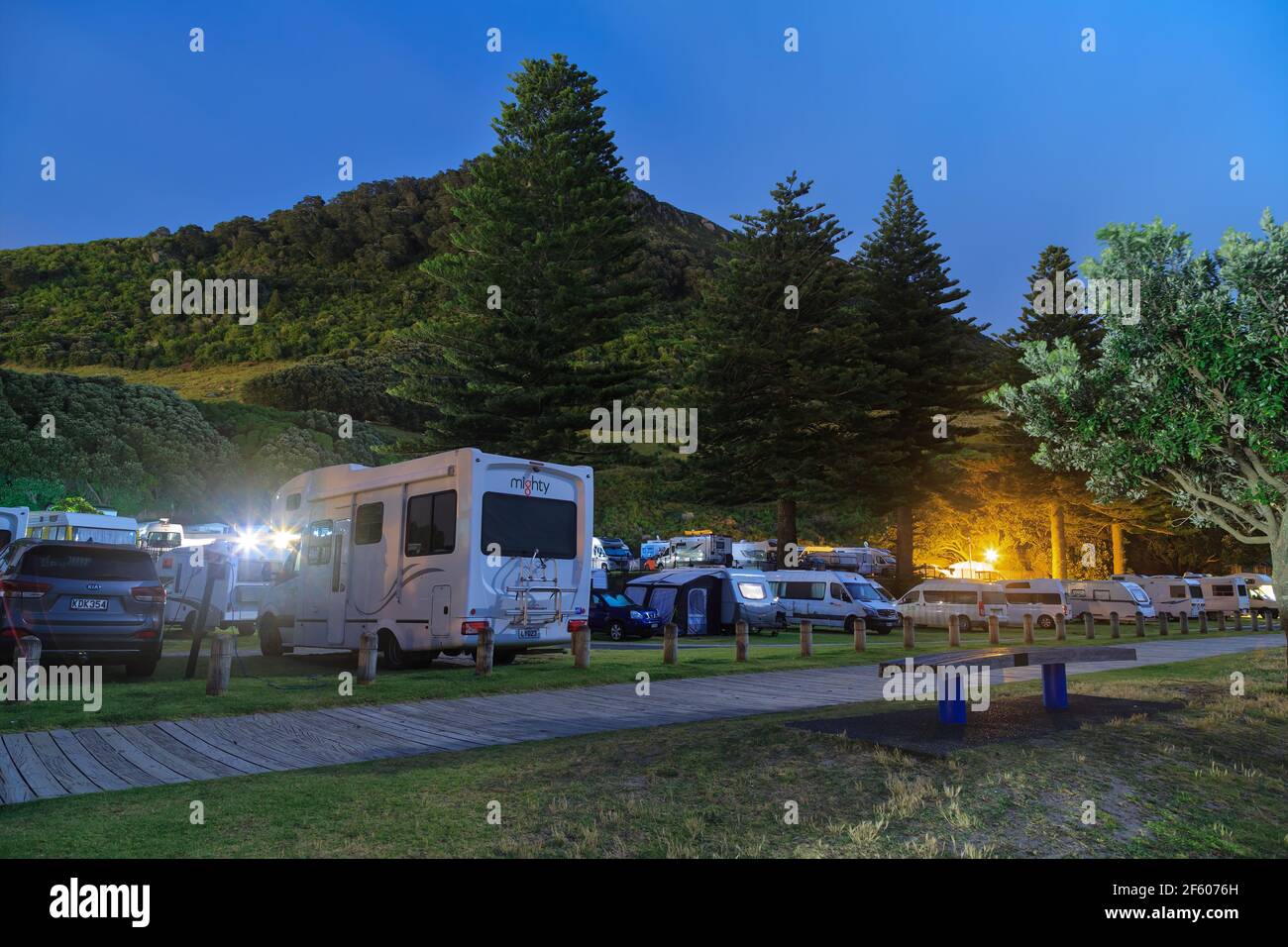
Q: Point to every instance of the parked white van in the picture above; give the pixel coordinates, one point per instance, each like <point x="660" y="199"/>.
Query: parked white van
<point x="13" y="523"/>
<point x="429" y="552"/>
<point x="1223" y="592"/>
<point x="243" y="575"/>
<point x="1261" y="592"/>
<point x="819" y="595"/>
<point x="84" y="527"/>
<point x="1107" y="596"/>
<point x="1042" y="598"/>
<point x="962" y="600"/>
<point x="1172" y="595"/>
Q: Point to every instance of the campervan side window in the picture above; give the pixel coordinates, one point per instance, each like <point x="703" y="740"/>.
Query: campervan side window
<point x="430" y="523"/>
<point x="320" y="543"/>
<point x="368" y="523"/>
<point x="528" y="525"/>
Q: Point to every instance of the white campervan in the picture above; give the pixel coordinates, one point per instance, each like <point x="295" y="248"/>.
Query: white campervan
<point x="430" y="551"/>
<point x="84" y="527"/>
<point x="816" y="594"/>
<point x="241" y="573"/>
<point x="1261" y="591"/>
<point x="13" y="523"/>
<point x="1223" y="592"/>
<point x="1172" y="595"/>
<point x="966" y="602"/>
<point x="1042" y="598"/>
<point x="1106" y="598"/>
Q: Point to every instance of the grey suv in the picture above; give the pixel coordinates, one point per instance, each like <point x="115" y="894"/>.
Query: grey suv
<point x="84" y="600"/>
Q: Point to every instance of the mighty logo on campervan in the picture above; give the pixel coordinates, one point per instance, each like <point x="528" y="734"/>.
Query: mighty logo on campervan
<point x="206" y="298"/>
<point x="649" y="425"/>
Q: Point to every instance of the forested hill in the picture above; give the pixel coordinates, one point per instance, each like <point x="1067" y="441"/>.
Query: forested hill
<point x="333" y="274"/>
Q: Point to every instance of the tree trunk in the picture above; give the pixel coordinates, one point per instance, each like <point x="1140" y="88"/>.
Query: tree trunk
<point x="1059" y="569"/>
<point x="786" y="528"/>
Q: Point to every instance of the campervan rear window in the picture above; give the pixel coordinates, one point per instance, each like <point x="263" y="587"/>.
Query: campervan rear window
<point x="529" y="526"/>
<point x="430" y="523"/>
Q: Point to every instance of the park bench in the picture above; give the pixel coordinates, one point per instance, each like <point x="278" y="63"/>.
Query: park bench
<point x="1055" y="689"/>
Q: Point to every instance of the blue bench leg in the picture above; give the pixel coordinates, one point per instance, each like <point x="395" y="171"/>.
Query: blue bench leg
<point x="952" y="701"/>
<point x="1055" y="686"/>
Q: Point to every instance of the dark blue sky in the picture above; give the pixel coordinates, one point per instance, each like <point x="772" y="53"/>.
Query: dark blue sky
<point x="1044" y="144"/>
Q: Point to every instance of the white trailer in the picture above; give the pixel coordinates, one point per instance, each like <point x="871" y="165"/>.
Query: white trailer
<point x="428" y="552"/>
<point x="84" y="527"/>
<point x="243" y="574"/>
<point x="13" y="523"/>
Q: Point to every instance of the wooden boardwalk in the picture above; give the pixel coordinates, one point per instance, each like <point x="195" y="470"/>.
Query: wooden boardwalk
<point x="58" y="763"/>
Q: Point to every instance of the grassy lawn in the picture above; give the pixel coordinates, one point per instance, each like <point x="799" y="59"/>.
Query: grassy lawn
<point x="299" y="682"/>
<point x="1205" y="781"/>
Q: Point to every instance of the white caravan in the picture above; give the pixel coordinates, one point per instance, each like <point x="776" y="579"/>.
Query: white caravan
<point x="13" y="523"/>
<point x="1106" y="598"/>
<point x="1042" y="598"/>
<point x="966" y="602"/>
<point x="1223" y="592"/>
<point x="243" y="574"/>
<point x="1261" y="592"/>
<point x="429" y="552"/>
<point x="1172" y="595"/>
<point x="84" y="527"/>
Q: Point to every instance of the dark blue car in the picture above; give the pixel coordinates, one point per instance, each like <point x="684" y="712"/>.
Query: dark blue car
<point x="621" y="617"/>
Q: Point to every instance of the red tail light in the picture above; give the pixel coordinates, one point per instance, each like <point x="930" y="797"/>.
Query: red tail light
<point x="11" y="589"/>
<point x="149" y="592"/>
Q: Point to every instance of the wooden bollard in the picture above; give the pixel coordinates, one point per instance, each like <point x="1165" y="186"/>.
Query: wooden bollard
<point x="484" y="652"/>
<point x="581" y="647"/>
<point x="220" y="668"/>
<point x="670" y="643"/>
<point x="369" y="650"/>
<point x="29" y="652"/>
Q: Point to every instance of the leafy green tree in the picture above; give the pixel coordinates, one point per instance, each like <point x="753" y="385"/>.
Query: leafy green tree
<point x="928" y="357"/>
<point x="541" y="282"/>
<point x="1185" y="397"/>
<point x="785" y="376"/>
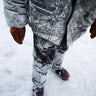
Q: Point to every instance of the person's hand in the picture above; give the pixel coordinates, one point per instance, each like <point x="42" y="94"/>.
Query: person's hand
<point x="93" y="30"/>
<point x="18" y="34"/>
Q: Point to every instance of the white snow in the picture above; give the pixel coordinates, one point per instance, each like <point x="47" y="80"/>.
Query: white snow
<point x="16" y="66"/>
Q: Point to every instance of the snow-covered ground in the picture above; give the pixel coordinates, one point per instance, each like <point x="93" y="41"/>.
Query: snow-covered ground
<point x="16" y="66"/>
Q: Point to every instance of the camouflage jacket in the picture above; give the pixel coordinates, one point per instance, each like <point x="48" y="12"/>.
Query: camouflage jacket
<point x="50" y="19"/>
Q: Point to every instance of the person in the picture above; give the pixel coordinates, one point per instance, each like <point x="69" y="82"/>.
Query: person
<point x="55" y="25"/>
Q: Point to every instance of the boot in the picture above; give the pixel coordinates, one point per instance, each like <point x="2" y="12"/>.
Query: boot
<point x="38" y="92"/>
<point x="62" y="73"/>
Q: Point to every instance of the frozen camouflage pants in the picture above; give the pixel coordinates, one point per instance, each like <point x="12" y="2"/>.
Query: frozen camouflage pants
<point x="46" y="56"/>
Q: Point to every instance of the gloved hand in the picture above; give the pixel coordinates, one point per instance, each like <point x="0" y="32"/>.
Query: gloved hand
<point x="93" y="30"/>
<point x="18" y="34"/>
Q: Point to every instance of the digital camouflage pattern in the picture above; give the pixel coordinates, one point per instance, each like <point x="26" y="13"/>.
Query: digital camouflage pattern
<point x="50" y="19"/>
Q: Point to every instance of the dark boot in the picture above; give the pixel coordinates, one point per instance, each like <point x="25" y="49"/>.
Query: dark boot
<point x="38" y="92"/>
<point x="62" y="73"/>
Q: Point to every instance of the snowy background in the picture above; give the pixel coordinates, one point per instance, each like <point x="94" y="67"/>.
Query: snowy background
<point x="16" y="66"/>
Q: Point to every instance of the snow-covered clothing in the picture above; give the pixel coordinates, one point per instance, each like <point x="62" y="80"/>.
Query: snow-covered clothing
<point x="49" y="19"/>
<point x="47" y="56"/>
<point x="55" y="24"/>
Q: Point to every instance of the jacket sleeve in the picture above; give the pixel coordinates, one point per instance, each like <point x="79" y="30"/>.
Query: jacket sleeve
<point x="16" y="12"/>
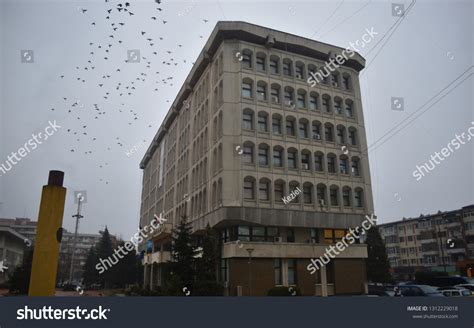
══════════
◆ **Problem to solve**: Convert every line of the items above into a Markdown table with the columns Row and Line, numbering the rows in order. Skip blank lines and leave out the pictures.

◆ **Written response**:
| Row | Line |
|---|---|
| 1 | Q: Point to every instance of the parked white van in the picture above; give the pixel coordinates, one point per instance, each like <point x="660" y="199"/>. |
| 2 | Query: parked white van |
| 3 | <point x="13" y="523"/> |
| 4 | <point x="429" y="552"/> |
| 5 | <point x="1223" y="592"/> |
| 6 | <point x="243" y="575"/> |
| 7 | <point x="1261" y="592"/> |
| 8 | <point x="819" y="595"/> |
| 9 | <point x="84" y="527"/> |
| 10 | <point x="1107" y="596"/> |
| 11 | <point x="1042" y="598"/> |
| 12 | <point x="962" y="600"/> |
| 13 | <point x="1172" y="595"/> |
| 14 | Q: Point to every instance of the campervan side window in the picture above; give the pixel coordinates, one point per instance, each like <point x="703" y="740"/>. |
| 15 | Query: campervan side window |
| 16 | <point x="430" y="523"/> |
| 17 | <point x="320" y="543"/> |
| 18 | <point x="368" y="523"/> |
| 19 | <point x="528" y="525"/> |
| 20 | Q: Point to every instance of the white campervan in the picture above; give the pixel coordinates, one point per instance, each like <point x="295" y="248"/>. |
| 21 | Query: white campervan |
| 22 | <point x="430" y="551"/> |
| 23 | <point x="84" y="527"/> |
| 24 | <point x="816" y="594"/> |
| 25 | <point x="241" y="573"/> |
| 26 | <point x="1261" y="591"/> |
| 27 | <point x="13" y="523"/> |
| 28 | <point x="1223" y="592"/> |
| 29 | <point x="1172" y="595"/> |
| 30 | <point x="966" y="602"/> |
| 31 | <point x="1042" y="598"/> |
| 32 | <point x="1106" y="598"/> |
| 33 | Q: Point to every instance of the grey suv in the picture above; give the pixel coordinates, one point per instance, each like <point x="115" y="894"/>. |
| 34 | Query: grey suv |
| 35 | <point x="84" y="600"/> |
| 36 | Q: Point to every instance of the mighty logo on campervan in the picture above; give the pixel coordinates, one point per instance, each like <point x="528" y="734"/>. |
| 37 | Query: mighty logo on campervan |
| 38 | <point x="206" y="298"/> |
| 39 | <point x="649" y="425"/> |
| 40 | Q: Point to every instance of the forested hill in the picture above; give the pixel coordinates, one point per instance, each like <point x="1067" y="441"/>. |
| 41 | Query: forested hill |
| 42 | <point x="333" y="274"/> |
| 43 | Q: Point to every instance of the tree trunk in the picture above; give the pixel coordinates, one point per instance, each like <point x="1140" y="88"/>. |
| 44 | Query: tree trunk |
| 45 | <point x="1059" y="569"/> |
| 46 | <point x="786" y="528"/> |
| 47 | Q: Point to every instance of the campervan rear window in the picture above; give the pixel coordinates, one point per instance, each like <point x="263" y="587"/>. |
| 48 | Query: campervan rear window |
| 49 | <point x="529" y="526"/> |
| 50 | <point x="430" y="523"/> |
| 51 | Q: Point to every instance of the park bench in the picture above; give the pixel coordinates, one point per instance, each like <point x="278" y="63"/>. |
| 52 | Query: park bench |
| 53 | <point x="1055" y="689"/> |
| 54 | Q: Point to every instance of the blue bench leg in the picture above; give the pixel coordinates, one point per instance, each like <point x="395" y="171"/>. |
| 55 | Query: blue bench leg |
| 56 | <point x="952" y="701"/> |
| 57 | <point x="1055" y="686"/> |
| 58 | Q: Point to every instance of the dark blue sky in the picture above; give the pixel coordinates, one point per instance, each like <point x="772" y="53"/>. |
| 59 | Query: dark blue sky |
| 60 | <point x="1044" y="144"/> |
| 61 | Q: Point to every instance of the white trailer in the picture above; give the pixel coordinates, one point per instance, each like <point x="871" y="165"/>. |
| 62 | Query: white trailer |
| 63 | <point x="428" y="552"/> |
| 64 | <point x="84" y="527"/> |
| 65 | <point x="243" y="574"/> |
| 66 | <point x="13" y="523"/> |
| 67 | Q: Point to every instance of the wooden boardwalk in the picture above; give the pixel coordinates, one point per instance, each like <point x="195" y="470"/>. |
| 68 | Query: wooden boardwalk |
| 69 | <point x="58" y="763"/> |
| 70 | Q: Point to every instance of the grassy lawn in the picture above; give the pixel coordinates, one point per instance, each like <point x="799" y="59"/>. |
| 71 | Query: grassy lawn |
| 72 | <point x="299" y="682"/> |
| 73 | <point x="1205" y="781"/> |
| 74 | Q: Point to every instance of the white caravan in the picture above; give the pixel coordinates, one point per instance, each like <point x="776" y="579"/>. |
| 75 | Query: white caravan |
| 76 | <point x="13" y="523"/> |
| 77 | <point x="1106" y="598"/> |
| 78 | <point x="1042" y="598"/> |
| 79 | <point x="966" y="602"/> |
| 80 | <point x="1223" y="592"/> |
| 81 | <point x="243" y="574"/> |
| 82 | <point x="1261" y="592"/> |
| 83 | <point x="429" y="552"/> |
| 84 | <point x="1172" y="595"/> |
| 85 | <point x="84" y="527"/> |
| 86 | Q: Point to every instance of the dark blue car in the picture above; give the pixel coordinates, one point per instance, each like <point x="684" y="712"/>. |
| 87 | Query: dark blue car |
| 88 | <point x="621" y="617"/> |
| 89 | Q: Point to every instance of the red tail light in the picture above; give the pixel coordinates, one point per instance, each like <point x="930" y="797"/>. |
| 90 | Query: red tail light |
| 91 | <point x="11" y="589"/> |
| 92 | <point x="149" y="592"/> |
| 93 | Q: Point to every instance of the wooden bollard in the picture above; give the pixel coordinates, one point per instance, each like <point x="1165" y="186"/>. |
| 94 | Query: wooden bollard |
| 95 | <point x="484" y="652"/> |
| 96 | <point x="581" y="647"/> |
| 97 | <point x="220" y="668"/> |
| 98 | <point x="670" y="643"/> |
| 99 | <point x="369" y="650"/> |
| 100 | <point x="29" y="652"/> |
| 101 | Q: Point to every instance of the leafy green tree in the picture above; give the pixel coordinates, one point per instance, each like <point x="753" y="385"/>. |
| 102 | Query: leafy green tree |
| 103 | <point x="928" y="357"/> |
| 104 | <point x="541" y="282"/> |
| 105 | <point x="1185" y="397"/> |
| 106 | <point x="785" y="376"/> |
| 107 | Q: Point to every instance of the person's hand in the picture above; give the pixel coordinates, one point per instance, each like <point x="42" y="94"/>. |
| 108 | Query: person's hand |
| 109 | <point x="93" y="30"/> |
| 110 | <point x="18" y="34"/> |
| 111 | Q: Point to every instance of the white snow in the picture above; give the pixel coordinates, one point per instance, each like <point x="47" y="80"/>. |
| 112 | Query: white snow |
| 113 | <point x="16" y="66"/> |
| 114 | Q: Point to every instance of the snow-covered ground in the picture above; give the pixel coordinates, one point per instance, each like <point x="93" y="41"/>. |
| 115 | Query: snow-covered ground |
| 116 | <point x="16" y="66"/> |
| 117 | Q: Point to every instance of the camouflage jacket in the picture above; give the pixel coordinates, one point per instance, each like <point x="48" y="12"/>. |
| 118 | Query: camouflage jacket |
| 119 | <point x="50" y="19"/> |
| 120 | Q: Point to every instance of the person in the picture above; give the pixel coordinates, one point per instance, each like <point x="69" y="82"/>. |
| 121 | Query: person |
| 122 | <point x="55" y="25"/> |
| 123 | Q: Point to every instance of the boot in the picture above; give the pixel coordinates, one point per instance, each like <point x="2" y="12"/>. |
| 124 | Query: boot |
| 125 | <point x="38" y="92"/> |
| 126 | <point x="62" y="73"/> |
| 127 | Q: Point to every instance of the frozen camouflage pants in the picture above; give the pixel coordinates, one point per instance, each like <point x="12" y="2"/>. |
| 128 | Query: frozen camouflage pants |
| 129 | <point x="46" y="56"/> |
| 130 | Q: Point to every instance of the gloved hand in the picture above; give the pixel coordinates, one point per instance, each like <point x="0" y="32"/>. |
| 131 | Query: gloved hand |
| 132 | <point x="93" y="30"/> |
| 133 | <point x="18" y="34"/> |
| 134 | Q: Point to every instance of the digital camouflage pattern in the picture above; give the pixel coordinates, one point per instance, each like <point x="26" y="13"/>. |
| 135 | Query: digital camouflage pattern |
| 136 | <point x="50" y="19"/> |
| 137 | Q: Point to every instance of the dark boot in the picture above; give the pixel coordinates, one point per instance, each like <point x="25" y="49"/>. |
| 138 | Query: dark boot |
| 139 | <point x="38" y="92"/> |
| 140 | <point x="62" y="73"/> |
| 141 | Q: Point to every instance of the snowy background in the picture above; give the pixel coordinates, one point per instance, each like <point x="94" y="67"/>. |
| 142 | Query: snowy background |
| 143 | <point x="16" y="66"/> |
| 144 | Q: Point to every instance of the snow-covered clothing in the picture above; give the pixel coordinates, one point per instance, each like <point x="62" y="80"/>. |
| 145 | Query: snow-covered clothing |
| 146 | <point x="49" y="19"/> |
| 147 | <point x="47" y="56"/> |
| 148 | <point x="55" y="24"/> |
| 149 | Q: Point to every instance of the jacket sleeve in the picture above; give the pixel coordinates, one point per instance, each like <point x="79" y="30"/>. |
| 150 | Query: jacket sleeve |
| 151 | <point x="16" y="12"/> |